[Source extract start]
Very well done. I quite enjoyed that.


----------



## TeT (Oct 13, 2014)

*Re: \*

Very nice, very good still pulls as well at the end.


----------



## Khnnielsen (Oct 13, 2014)

*Re: \*


The ability to customize focus speed is a nice feature, which they have crippled by not having a touch screen. Or swivel screen for that matter.


----------



## LetTheRightLensIn (Oct 13, 2014)

*Re: \*



Khnnielsen said:


> The ability to customize focus speed is a nice feature, which they have crippled by not having a touch screen. Or swivel screen for that matter.



Very odd indeed. They improve one parameter, but then take away the critical touch screen to control it all and force you to stop AF and move a joystick around which shakes the video. ??? Maybe on a Hollywood level video rig it will resist any shaking but....


----------



## gary (Oct 13, 2014)

*Re: \*

Great piece, come on Canon Rumors, 'Chello' really!!!


----------



## Frage (Oct 13, 2014)

*Re: \*

This video is not new anymore, right?

How should the user choose where to focus in the frame while capturing video?


----------



## Mitch.Conner (Oct 13, 2014)

*Re: \*

"Chello"?


----------



## SoullessPolack (Oct 13, 2014)

*Re: \*

OMG THEY MISSPELLED A WORD!!!!

I'll comment on the actual video, because I presume that's what the post is about, rather than perfect accuracy of the English language.

That video was really well done, somewhat classy, and it shows how wonderful that focus setting is. Clearly, there's better options out there if you need absolutely perfect focus pull that are more interactive and customizable, but you have to remember this is on a sub-$2000 camera whose main purpose is stills photography. Not bad Canon, not bad at all.


----------



## Click (Oct 13, 2014)

*Re: \*



Mitch.Conner said:


> "Chello"?




Cello


----------



## Mitch.Conner (Oct 13, 2014)
[Source extract end]
[Data start]
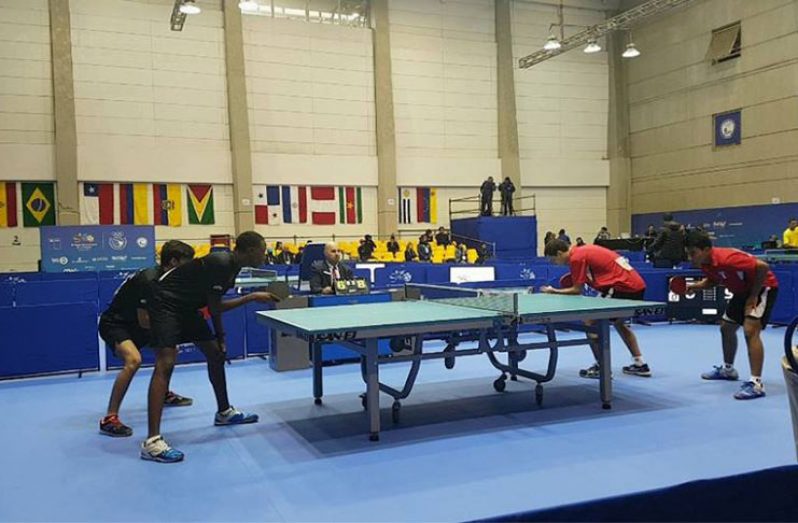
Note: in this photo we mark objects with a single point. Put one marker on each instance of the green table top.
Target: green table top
(480, 310)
[Data end]
# Short exercise
Give the camera forum thread again from "## Khnnielsen (Oct" to "LetTheRightLensIn (Oct 13, 2014)", replacing "touch screen" with "flip screen".

# Task output
## Khnnielsen (Oct 13, 2014)

*Re: \*


The ability to customize focus speed is a nice feature, which they have crippled by not having a flip screen. Or swivel screen for that matter.


----------



## LetTheRightLensIn (Oct 13, 2014)